Reproduce exactly the lines from the one containing "For every instance of the motor" through the last line of the data, both ends included.

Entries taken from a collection
-=-=-

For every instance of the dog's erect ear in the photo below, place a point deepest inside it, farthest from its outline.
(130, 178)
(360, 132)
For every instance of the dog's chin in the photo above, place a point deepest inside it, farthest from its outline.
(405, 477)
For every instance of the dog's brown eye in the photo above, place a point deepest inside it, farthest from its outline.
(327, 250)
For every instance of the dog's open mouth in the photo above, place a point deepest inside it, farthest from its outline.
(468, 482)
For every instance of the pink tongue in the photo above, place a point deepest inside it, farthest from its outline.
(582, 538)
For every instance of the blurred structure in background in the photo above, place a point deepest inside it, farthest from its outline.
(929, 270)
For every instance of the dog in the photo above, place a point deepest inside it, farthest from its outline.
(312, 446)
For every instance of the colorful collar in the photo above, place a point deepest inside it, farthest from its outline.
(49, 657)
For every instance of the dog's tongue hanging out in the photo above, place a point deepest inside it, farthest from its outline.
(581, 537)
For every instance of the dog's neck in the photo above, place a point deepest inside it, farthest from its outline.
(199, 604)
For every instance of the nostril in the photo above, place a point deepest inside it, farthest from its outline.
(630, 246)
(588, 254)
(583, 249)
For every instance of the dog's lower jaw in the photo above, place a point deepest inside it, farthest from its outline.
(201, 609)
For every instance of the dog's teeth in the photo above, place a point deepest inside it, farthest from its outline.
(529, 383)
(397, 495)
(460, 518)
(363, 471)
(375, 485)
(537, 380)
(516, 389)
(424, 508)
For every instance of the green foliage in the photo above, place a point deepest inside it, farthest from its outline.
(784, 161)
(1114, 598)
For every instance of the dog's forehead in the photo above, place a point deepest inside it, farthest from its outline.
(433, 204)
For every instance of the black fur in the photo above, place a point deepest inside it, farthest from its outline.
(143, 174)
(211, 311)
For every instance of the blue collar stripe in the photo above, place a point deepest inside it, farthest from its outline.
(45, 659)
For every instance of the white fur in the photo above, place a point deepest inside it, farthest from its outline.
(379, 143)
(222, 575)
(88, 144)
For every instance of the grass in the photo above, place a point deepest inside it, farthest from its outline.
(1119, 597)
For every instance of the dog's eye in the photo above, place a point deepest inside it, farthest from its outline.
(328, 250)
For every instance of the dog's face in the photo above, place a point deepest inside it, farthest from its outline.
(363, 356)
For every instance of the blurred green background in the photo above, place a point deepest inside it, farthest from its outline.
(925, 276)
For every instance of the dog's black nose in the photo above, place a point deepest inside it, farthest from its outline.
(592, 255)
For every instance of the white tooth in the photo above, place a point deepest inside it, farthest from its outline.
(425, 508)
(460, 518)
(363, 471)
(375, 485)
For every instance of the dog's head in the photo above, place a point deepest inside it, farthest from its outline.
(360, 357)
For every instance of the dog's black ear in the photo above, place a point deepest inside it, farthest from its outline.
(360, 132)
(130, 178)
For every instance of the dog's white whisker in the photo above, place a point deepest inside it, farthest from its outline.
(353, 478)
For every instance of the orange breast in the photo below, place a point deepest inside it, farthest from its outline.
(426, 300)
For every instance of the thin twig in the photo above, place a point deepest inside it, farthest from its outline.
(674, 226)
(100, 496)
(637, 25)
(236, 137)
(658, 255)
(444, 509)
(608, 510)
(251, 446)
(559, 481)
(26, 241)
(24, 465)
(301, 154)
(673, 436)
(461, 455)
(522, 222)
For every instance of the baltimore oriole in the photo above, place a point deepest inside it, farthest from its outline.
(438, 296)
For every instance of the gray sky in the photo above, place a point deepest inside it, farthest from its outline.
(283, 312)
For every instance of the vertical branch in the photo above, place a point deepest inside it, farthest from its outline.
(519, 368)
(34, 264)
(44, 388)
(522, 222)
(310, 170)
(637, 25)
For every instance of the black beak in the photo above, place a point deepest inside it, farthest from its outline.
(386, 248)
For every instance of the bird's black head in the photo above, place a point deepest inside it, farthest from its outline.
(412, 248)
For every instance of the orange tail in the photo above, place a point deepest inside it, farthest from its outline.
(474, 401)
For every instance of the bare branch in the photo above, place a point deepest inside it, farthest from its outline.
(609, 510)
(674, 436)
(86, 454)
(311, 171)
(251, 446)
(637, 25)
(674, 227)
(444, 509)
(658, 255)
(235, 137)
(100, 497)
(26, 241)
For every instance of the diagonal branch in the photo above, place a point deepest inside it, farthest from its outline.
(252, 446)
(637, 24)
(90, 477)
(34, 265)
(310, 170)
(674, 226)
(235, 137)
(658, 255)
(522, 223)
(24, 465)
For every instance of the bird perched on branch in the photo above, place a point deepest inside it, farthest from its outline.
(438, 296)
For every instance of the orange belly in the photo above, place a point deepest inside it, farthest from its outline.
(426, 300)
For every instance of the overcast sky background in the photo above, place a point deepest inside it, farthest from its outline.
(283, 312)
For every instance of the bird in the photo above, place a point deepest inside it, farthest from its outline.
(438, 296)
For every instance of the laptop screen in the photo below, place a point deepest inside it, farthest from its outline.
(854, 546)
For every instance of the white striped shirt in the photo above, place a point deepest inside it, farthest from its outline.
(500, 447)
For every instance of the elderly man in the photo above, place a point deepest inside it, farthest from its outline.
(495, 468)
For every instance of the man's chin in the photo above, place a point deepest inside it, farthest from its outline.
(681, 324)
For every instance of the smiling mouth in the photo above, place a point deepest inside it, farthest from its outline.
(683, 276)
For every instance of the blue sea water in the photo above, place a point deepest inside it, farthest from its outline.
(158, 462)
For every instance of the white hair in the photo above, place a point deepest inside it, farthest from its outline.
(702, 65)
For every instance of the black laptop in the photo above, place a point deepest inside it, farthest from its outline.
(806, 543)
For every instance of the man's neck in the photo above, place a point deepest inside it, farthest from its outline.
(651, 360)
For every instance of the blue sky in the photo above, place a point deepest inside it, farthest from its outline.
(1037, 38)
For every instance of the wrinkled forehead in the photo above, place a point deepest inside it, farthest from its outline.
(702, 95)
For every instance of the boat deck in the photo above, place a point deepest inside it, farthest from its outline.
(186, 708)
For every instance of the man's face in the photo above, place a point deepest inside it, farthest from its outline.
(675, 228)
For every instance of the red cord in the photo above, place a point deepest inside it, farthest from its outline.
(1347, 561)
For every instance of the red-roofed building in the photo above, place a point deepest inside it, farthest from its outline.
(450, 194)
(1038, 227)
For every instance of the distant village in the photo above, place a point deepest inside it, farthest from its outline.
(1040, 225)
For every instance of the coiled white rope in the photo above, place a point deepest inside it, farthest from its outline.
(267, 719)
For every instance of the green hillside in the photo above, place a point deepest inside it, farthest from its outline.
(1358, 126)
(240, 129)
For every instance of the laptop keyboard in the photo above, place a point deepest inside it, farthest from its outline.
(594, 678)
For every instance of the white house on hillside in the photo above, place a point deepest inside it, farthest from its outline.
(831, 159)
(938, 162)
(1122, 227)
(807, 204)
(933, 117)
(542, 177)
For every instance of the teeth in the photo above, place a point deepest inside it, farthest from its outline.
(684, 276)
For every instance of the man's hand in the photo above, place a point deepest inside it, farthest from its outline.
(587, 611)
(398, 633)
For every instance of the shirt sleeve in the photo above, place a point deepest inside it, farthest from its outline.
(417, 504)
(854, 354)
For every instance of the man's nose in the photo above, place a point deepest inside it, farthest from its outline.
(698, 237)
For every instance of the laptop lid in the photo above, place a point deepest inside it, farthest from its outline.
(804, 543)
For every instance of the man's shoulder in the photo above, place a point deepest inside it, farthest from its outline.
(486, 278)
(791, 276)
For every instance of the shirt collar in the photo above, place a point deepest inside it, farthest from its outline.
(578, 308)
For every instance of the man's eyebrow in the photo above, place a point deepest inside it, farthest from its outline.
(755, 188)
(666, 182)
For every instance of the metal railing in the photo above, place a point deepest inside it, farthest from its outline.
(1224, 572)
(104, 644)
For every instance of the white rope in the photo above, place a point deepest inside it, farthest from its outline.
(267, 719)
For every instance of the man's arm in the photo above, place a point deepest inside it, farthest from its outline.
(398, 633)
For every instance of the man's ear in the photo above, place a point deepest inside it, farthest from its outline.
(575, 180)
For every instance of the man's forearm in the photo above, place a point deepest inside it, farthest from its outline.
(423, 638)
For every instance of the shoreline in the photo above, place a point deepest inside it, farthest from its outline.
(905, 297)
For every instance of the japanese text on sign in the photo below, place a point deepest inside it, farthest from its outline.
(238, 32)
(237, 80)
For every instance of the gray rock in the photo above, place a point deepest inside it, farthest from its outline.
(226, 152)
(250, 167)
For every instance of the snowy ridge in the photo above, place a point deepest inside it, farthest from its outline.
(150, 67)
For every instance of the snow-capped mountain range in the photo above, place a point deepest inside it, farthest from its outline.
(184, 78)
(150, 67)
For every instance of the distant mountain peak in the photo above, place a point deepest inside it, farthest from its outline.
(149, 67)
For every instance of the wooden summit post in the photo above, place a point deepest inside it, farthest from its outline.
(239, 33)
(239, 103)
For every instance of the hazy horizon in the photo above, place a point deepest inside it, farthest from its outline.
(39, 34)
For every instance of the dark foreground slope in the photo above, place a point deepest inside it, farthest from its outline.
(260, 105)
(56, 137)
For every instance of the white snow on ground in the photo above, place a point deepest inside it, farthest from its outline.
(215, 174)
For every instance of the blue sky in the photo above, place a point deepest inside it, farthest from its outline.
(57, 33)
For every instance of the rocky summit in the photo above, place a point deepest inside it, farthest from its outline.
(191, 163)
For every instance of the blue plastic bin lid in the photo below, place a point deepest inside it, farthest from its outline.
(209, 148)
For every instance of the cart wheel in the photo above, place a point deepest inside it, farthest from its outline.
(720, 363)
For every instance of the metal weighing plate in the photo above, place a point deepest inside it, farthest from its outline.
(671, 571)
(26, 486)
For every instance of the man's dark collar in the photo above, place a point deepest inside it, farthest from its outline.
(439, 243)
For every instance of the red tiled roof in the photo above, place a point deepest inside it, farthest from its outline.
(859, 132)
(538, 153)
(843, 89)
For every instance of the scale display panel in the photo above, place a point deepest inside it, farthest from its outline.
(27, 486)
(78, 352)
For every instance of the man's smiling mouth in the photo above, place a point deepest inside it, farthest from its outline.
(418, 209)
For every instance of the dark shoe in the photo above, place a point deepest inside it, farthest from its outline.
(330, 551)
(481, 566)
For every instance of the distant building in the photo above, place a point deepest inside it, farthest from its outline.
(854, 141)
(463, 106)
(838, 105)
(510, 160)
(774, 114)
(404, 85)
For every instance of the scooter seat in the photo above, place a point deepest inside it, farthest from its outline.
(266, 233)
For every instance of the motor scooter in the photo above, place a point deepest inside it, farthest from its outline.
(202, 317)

-=-=-

## Output below
For every instance of the motor scooter in the photo above, place a point deepest inside it, farthest from its outline.
(202, 317)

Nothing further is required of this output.